* [PROBLEM TO SOLVE] Every record below should be printed exactly as it appears.

* [MATERIAL]
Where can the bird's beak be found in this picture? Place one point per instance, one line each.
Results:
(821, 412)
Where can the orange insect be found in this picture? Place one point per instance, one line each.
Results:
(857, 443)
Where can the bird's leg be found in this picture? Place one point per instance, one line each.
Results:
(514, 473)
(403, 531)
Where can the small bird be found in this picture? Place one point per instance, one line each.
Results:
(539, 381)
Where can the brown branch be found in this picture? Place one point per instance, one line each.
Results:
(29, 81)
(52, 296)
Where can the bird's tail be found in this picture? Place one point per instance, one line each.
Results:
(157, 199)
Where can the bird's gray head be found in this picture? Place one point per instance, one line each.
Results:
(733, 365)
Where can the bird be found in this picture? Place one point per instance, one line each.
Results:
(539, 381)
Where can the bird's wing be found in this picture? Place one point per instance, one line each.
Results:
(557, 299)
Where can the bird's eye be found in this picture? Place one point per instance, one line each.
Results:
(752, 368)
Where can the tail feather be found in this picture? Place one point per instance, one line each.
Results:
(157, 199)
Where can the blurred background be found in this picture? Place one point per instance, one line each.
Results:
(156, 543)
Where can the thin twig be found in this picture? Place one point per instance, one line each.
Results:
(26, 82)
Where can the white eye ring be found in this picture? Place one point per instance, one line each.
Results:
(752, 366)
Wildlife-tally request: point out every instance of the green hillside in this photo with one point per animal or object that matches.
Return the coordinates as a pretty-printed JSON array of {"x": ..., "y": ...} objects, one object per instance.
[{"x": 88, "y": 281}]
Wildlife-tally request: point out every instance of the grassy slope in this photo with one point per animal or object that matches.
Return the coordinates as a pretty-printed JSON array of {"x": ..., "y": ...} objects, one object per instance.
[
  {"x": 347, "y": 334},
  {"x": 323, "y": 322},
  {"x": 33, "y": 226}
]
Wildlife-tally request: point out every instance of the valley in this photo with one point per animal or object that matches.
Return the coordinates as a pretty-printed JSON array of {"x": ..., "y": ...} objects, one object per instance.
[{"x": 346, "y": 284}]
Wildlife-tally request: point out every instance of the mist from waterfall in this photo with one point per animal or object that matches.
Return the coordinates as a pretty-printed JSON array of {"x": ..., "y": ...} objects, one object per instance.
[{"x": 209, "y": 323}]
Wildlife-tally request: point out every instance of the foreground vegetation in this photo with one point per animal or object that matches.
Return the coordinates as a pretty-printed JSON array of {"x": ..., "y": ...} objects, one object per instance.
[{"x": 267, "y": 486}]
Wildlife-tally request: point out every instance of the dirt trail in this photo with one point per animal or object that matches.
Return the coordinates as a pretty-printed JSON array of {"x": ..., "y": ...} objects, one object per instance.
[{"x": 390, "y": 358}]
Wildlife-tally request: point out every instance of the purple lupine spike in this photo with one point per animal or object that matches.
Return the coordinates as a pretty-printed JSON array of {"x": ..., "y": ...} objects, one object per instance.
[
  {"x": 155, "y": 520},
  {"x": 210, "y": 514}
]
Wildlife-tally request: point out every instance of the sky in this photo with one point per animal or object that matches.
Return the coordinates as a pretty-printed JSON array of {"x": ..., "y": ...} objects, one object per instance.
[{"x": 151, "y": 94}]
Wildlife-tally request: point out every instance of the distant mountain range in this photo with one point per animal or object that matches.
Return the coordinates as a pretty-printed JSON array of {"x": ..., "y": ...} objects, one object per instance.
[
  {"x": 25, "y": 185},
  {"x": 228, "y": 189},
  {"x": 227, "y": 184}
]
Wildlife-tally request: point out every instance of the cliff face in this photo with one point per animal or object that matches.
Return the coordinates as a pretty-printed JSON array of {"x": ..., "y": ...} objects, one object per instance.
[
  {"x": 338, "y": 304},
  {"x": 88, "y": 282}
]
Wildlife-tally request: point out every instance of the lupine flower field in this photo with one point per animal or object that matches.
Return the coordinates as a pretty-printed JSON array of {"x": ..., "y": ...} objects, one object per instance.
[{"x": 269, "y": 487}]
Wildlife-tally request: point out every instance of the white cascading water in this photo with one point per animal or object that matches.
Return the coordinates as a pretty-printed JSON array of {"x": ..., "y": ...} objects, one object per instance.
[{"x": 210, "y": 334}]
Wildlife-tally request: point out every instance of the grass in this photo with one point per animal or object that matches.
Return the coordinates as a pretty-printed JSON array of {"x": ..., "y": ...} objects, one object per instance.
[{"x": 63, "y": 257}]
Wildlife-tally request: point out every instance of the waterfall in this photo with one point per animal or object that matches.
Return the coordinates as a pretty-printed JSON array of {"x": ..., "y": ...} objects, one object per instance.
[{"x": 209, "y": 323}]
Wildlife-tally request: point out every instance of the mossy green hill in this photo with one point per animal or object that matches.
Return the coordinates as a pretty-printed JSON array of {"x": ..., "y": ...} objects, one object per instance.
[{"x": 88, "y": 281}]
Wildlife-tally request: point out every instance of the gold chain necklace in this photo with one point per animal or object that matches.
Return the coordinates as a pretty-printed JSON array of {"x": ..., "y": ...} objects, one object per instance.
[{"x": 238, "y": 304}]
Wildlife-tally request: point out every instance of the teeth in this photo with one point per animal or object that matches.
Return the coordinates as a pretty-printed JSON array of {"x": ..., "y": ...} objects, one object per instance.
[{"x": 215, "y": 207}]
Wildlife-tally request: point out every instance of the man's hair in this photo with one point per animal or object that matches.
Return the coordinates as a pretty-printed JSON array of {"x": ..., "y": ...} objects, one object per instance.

* [ANSWER TO THE EXERCISE]
Where can the bird's beak be found in this picture? Place one point per instance, one line each.
Results:
(821, 412)
Where can the orange insect be found in this picture? Place one point per instance, one line each.
Results:
(857, 443)
Where can the bird's leg be found in this picture? Place one point per instance, one line each.
Results:
(514, 473)
(403, 531)
Where can the small bird be found in this picture? Place one point per instance, one line each.
Results:
(539, 381)
Where can the brown branch be found in this picture? Place one point per instance, one line each.
Results:
(29, 81)
(52, 296)
Where can the bird's tail be found in this picture? Place one point per instance, one line each.
Results:
(157, 199)
Where can the bird's gray head be found in this picture? Place one point per instance, one line each.
Results:
(733, 365)
Where can the bird be found in this picture? Place one point per instance, one line each.
Results:
(539, 381)
Where can the bird's wing be found in this picture? Place one point per instance, one line each.
Results:
(557, 299)
Where can the bird's eye be found in this picture? Place one point per instance, one line each.
Results:
(752, 368)
Where can the tail feather be found in this picture? Place one point per instance, one line each.
Results:
(157, 199)
Where can the blurred background be found in this picture? Place one point per instance, one line each.
Results:
(156, 543)
Where can the thin twig be found in this picture? Place one point per instance, one line each.
Results:
(26, 82)
Where can the white eye ring be found in this picture? Place one point per instance, one line each.
Results:
(752, 366)
Wildlife-tally request: point out every instance of the green hillside in this photo with one point per animal or object that matches.
Return the coordinates as a pretty-printed JSON array of {"x": ..., "y": ...} objects, one object per instance.
[{"x": 88, "y": 281}]
Wildlife-tally request: point out every instance of the grassy slope in this photo with one point per animal or object that matches.
Return the coordinates as a pretty-printed JSON array of {"x": ..., "y": ...} objects, one object per instance.
[
  {"x": 347, "y": 334},
  {"x": 323, "y": 322},
  {"x": 33, "y": 226}
]
Wildlife-tally request: point out every instance of the valley in this photo with one point per animal or object that matches.
Return the coordinates as a pretty-printed JSON array of {"x": ..., "y": ...} objects, one object per instance.
[{"x": 346, "y": 284}]
Wildlife-tally request: point out every instance of the mist from waterfall in this photo with one point per animal or object that matches.
Return the coordinates as a pretty-printed JSON array of {"x": ..., "y": ...} objects, one object per instance.
[{"x": 209, "y": 323}]
Wildlife-tally request: point out every instance of the foreground vegetation in this photo with one point per animal or object that matches.
Return the coordinates as a pretty-printed JSON array of {"x": ..., "y": ...} objects, one object per instance.
[{"x": 267, "y": 486}]
Wildlife-tally request: point out every instance of the dirt trail in this photo with one point per animal or object that matches.
Return the coordinates as a pretty-printed JSON array of {"x": ..., "y": ...} objects, one object per instance.
[{"x": 390, "y": 358}]
Wildlife-tally request: point out every instance of the purple lupine spike in this photo with one point per animal or object that matches.
Return the coordinates as a pretty-printed JSON array of {"x": ..., "y": ...} objects, one object per instance.
[
  {"x": 155, "y": 520},
  {"x": 210, "y": 514}
]
Wildlife-tally request: point out every instance of the sky in this photo with one point per animal or object that matches.
Return the coordinates as a pretty-printed JSON array of {"x": ..., "y": ...} objects, one object per instance.
[{"x": 151, "y": 94}]
Wildlife-tally request: point out every instance of the distant mountain range in this photo with one point per animal or object that matches.
Return the coordinates as a pretty-printed JSON array of {"x": ..., "y": ...} objects, one object per instance.
[
  {"x": 25, "y": 185},
  {"x": 228, "y": 189},
  {"x": 227, "y": 184}
]
Wildlife-tally request: point out every instance of the cliff face in this photo with one point per animal or object that matches.
Return the coordinates as a pretty-printed JSON array of {"x": ..., "y": ...} objects, one object per instance.
[
  {"x": 338, "y": 304},
  {"x": 88, "y": 282}
]
Wildlife-tally request: point out every instance of the lupine flower field in this photo with one point per animal or object that matches.
Return the coordinates as a pretty-printed JSON array of {"x": ..., "y": ...} objects, one object per instance.
[{"x": 269, "y": 487}]
Wildlife-tally request: point out every instance of the white cascading water in this photo with one point per animal or object that matches.
Return the coordinates as a pretty-printed JSON array of {"x": ..., "y": ...} objects, one object per instance.
[{"x": 210, "y": 334}]
Wildlife-tally request: point out every instance of the grass in this photo with one point per animal or object that matches.
Return the coordinates as a pretty-printed JSON array of {"x": ..., "y": ...} objects, one object per instance.
[{"x": 63, "y": 257}]
Wildlife-tally request: point out every instance of the waterfall in this photo with one point per animal or object that matches.
Return the coordinates as a pretty-printed JSON array of {"x": ..., "y": ...} objects, one object per instance.
[{"x": 209, "y": 323}]
Wildlife-tally request: point out every instance of the mossy green hill in this photo with one point per animal or object that matches.
Return the coordinates as a pretty-printed JSON array of {"x": ..., "y": ...} objects, one object per instance.
[{"x": 88, "y": 281}]
Wildlife-tally request: point out every instance of the gold chain necklace in this photo with one point per animal or object that matches.
Return the coordinates as a pretty-printed JSON array of {"x": ..., "y": ...} objects, one object per instance.
[{"x": 238, "y": 304}]
Wildlife-tally request: point out every instance of the teeth in this photo with one point per animal or object that matches.
Return the coordinates as a pretty-printed JSON array of {"x": ..., "y": ...} objects, one object per instance.
[{"x": 215, "y": 207}]
Wildlife-tally request: point out every instance of the man's hair in this photo with one point per animal or object that matches.
Return the coordinates as a pretty-printed JSON array of {"x": ..., "y": ...} objects, one object per instance.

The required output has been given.